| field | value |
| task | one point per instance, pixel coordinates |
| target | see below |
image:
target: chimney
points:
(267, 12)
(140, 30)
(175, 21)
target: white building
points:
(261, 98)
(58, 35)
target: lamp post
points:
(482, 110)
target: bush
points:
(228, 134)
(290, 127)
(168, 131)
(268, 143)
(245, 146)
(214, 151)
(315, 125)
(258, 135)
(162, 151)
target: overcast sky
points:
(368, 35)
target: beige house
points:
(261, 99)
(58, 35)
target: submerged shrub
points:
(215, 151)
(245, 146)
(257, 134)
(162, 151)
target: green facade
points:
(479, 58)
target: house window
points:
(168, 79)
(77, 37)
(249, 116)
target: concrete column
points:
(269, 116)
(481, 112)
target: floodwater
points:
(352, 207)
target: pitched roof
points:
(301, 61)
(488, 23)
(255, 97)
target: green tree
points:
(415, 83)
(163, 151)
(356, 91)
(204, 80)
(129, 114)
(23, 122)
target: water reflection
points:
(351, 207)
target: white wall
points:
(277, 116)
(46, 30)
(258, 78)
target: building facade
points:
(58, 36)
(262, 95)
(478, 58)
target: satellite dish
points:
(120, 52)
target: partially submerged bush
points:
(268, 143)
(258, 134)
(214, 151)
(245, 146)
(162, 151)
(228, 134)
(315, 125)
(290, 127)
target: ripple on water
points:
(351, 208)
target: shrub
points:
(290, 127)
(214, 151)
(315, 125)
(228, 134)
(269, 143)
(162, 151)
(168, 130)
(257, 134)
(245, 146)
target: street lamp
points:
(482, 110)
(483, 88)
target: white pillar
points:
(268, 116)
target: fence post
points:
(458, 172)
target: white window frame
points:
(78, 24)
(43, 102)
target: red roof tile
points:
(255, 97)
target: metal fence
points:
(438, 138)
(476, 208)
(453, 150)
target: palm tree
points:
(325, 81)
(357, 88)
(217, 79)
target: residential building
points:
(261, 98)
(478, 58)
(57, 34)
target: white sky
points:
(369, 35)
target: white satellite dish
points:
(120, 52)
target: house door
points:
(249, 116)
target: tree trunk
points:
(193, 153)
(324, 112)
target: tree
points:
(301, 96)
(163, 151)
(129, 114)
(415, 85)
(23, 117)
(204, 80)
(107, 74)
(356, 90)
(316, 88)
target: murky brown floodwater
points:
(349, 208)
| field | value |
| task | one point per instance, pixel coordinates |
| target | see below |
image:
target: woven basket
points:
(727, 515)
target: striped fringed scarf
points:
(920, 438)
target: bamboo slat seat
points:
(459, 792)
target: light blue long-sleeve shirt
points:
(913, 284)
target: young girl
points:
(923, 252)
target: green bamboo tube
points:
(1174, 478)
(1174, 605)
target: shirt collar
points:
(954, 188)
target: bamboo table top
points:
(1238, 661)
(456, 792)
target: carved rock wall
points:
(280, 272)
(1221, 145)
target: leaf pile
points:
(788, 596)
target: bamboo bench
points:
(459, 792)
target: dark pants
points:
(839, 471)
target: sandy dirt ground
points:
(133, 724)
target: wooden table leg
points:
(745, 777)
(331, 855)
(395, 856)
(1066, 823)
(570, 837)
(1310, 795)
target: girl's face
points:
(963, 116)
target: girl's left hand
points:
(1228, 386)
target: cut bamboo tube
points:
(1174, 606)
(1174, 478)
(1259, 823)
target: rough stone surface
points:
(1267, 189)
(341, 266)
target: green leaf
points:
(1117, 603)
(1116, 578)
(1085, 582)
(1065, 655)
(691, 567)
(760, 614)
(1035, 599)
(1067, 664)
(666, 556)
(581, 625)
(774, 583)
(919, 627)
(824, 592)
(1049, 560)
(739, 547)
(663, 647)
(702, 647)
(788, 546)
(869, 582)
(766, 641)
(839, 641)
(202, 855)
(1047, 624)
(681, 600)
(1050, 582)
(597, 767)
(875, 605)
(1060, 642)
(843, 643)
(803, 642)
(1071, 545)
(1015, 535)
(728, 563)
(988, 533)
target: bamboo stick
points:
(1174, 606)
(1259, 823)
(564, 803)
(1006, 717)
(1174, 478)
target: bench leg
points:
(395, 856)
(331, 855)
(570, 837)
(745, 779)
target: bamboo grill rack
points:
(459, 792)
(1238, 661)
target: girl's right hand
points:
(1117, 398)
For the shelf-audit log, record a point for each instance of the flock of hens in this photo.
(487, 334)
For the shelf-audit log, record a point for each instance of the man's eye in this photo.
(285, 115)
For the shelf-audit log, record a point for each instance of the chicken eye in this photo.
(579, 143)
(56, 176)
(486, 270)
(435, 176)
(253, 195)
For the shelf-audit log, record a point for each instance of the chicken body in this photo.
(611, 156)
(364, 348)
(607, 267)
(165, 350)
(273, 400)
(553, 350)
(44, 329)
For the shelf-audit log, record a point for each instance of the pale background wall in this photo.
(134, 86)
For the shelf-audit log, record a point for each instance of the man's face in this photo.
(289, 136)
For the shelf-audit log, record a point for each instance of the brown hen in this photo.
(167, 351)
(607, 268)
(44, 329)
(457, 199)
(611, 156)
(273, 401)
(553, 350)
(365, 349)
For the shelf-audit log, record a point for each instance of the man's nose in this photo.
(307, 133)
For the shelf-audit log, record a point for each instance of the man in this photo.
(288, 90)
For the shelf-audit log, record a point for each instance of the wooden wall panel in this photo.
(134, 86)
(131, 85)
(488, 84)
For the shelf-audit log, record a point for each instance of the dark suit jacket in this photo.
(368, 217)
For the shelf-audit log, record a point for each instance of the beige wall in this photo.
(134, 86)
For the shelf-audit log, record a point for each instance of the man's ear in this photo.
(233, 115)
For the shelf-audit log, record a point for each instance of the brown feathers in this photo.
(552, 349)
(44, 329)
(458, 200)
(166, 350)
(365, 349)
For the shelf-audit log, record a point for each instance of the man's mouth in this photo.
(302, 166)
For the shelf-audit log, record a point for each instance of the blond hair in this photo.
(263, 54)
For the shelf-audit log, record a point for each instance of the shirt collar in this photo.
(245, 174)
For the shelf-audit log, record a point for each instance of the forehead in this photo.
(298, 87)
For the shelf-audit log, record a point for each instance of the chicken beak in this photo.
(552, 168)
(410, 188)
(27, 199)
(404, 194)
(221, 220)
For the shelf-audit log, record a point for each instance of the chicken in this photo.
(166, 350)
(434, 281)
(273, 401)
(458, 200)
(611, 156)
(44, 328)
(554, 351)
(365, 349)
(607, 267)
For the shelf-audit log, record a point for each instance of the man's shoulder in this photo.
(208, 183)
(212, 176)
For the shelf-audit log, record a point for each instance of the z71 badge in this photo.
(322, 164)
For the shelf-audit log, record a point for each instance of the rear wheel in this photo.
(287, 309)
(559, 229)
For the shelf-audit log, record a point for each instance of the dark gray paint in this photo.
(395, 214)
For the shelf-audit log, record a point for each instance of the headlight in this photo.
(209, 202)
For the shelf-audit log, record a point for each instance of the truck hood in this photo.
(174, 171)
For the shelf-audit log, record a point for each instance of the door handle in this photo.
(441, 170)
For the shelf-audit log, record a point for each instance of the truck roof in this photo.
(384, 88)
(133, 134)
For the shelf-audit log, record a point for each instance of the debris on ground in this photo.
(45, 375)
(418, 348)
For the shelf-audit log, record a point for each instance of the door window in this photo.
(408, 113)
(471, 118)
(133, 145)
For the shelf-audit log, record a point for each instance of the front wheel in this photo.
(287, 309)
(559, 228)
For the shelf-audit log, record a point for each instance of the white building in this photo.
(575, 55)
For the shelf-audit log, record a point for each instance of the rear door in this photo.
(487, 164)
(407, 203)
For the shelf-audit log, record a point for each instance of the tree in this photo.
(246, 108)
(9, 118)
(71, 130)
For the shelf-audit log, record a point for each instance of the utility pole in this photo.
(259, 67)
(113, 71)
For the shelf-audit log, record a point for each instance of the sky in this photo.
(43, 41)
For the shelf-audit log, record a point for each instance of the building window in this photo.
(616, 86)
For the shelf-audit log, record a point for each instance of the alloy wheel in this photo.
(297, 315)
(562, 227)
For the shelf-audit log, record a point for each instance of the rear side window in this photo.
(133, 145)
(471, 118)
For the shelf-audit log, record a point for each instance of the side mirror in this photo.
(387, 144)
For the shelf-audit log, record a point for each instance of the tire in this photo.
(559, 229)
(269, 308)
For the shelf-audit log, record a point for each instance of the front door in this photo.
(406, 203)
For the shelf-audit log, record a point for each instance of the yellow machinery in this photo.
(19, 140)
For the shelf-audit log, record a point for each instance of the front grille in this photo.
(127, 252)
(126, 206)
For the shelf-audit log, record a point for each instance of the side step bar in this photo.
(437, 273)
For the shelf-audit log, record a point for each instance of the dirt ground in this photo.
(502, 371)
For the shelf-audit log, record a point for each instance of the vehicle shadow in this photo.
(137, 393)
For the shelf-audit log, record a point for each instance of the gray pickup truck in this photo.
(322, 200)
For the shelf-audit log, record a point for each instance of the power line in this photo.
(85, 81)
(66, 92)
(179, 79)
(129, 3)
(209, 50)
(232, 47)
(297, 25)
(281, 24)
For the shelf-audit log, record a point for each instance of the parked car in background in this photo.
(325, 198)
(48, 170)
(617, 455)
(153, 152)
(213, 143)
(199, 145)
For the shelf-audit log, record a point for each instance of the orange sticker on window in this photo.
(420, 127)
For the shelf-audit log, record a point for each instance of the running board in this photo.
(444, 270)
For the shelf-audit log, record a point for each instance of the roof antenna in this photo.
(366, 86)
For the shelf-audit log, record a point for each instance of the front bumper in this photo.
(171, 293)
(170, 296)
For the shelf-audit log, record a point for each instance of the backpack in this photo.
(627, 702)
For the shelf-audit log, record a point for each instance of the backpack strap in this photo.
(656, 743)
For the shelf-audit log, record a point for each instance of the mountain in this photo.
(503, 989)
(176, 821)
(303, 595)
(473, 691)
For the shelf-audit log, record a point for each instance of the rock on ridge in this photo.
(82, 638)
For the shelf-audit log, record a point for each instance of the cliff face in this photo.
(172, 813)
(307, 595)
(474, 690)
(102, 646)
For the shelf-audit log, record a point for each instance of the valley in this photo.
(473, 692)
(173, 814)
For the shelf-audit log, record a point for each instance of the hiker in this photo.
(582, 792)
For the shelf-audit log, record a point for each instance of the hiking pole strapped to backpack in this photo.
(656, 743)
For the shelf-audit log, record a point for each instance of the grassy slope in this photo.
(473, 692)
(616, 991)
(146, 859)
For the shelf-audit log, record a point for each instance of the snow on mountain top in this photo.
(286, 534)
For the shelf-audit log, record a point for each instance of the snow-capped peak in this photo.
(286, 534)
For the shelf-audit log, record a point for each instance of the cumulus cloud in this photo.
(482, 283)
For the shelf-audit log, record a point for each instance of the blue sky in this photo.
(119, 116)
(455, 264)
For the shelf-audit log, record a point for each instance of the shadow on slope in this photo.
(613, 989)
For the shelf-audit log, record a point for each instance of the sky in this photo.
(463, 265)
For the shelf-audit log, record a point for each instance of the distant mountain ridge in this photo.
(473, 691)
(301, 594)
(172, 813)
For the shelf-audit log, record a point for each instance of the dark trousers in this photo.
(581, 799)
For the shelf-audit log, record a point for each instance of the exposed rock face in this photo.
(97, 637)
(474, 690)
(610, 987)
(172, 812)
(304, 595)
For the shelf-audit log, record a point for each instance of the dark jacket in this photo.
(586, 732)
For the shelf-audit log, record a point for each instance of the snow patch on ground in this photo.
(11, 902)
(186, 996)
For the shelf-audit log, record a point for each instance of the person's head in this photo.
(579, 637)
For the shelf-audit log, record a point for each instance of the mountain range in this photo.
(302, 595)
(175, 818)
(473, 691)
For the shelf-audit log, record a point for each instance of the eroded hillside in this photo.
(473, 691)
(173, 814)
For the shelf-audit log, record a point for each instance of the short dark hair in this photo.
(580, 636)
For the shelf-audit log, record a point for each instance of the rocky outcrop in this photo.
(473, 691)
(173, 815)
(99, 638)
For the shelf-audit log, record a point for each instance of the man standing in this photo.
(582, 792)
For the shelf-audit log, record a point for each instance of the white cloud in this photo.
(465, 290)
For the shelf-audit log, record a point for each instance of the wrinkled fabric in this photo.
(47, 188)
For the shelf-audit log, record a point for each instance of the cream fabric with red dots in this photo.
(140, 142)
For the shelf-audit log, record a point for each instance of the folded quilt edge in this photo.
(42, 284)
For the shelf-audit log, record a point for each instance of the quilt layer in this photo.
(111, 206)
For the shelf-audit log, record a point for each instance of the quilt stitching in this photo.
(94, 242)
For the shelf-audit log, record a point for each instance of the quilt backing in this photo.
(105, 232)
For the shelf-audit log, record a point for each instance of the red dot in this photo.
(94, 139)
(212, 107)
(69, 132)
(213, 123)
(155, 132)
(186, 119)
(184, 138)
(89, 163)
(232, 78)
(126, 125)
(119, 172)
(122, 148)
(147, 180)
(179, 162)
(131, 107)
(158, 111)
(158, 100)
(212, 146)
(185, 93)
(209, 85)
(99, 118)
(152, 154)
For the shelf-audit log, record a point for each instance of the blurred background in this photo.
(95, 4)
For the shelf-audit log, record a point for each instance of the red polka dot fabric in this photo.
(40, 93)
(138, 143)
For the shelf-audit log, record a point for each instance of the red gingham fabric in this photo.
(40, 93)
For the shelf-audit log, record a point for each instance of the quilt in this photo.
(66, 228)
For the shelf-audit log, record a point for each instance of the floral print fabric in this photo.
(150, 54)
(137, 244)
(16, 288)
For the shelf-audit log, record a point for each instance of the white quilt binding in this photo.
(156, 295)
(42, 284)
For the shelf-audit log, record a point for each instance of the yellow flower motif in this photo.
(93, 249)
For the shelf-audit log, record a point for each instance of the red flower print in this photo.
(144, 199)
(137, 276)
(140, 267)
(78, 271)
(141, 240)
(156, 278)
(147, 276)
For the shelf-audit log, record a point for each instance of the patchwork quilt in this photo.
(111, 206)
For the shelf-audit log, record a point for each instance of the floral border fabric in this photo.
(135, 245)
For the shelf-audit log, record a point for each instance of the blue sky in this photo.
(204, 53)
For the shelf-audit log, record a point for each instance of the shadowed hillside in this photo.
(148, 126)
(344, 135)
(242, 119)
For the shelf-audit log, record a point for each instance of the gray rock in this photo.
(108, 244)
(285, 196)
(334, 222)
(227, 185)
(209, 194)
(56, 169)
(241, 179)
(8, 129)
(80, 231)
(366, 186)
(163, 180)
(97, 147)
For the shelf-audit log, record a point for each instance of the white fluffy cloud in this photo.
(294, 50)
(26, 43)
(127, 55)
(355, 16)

=== Exercise description ===
The lines to reproduce run from the line containing "shadowed hillside in this photo." to the end of the listing; write them out exactly and add nothing.

=== Output for this exercise ===
For the shelf-audit log, record a point for each instance of the shadowed hillside in this photo.
(148, 126)
(344, 135)
(242, 119)
For the shelf-audit log, record a point for each instance of the gray rock in this photo.
(108, 244)
(285, 196)
(334, 222)
(227, 185)
(209, 194)
(56, 169)
(241, 179)
(8, 129)
(80, 231)
(366, 186)
(163, 180)
(97, 147)
For the shelf-audit log, record a point for each instance of the white fluffy cloud in this photo.
(294, 50)
(26, 43)
(127, 55)
(355, 16)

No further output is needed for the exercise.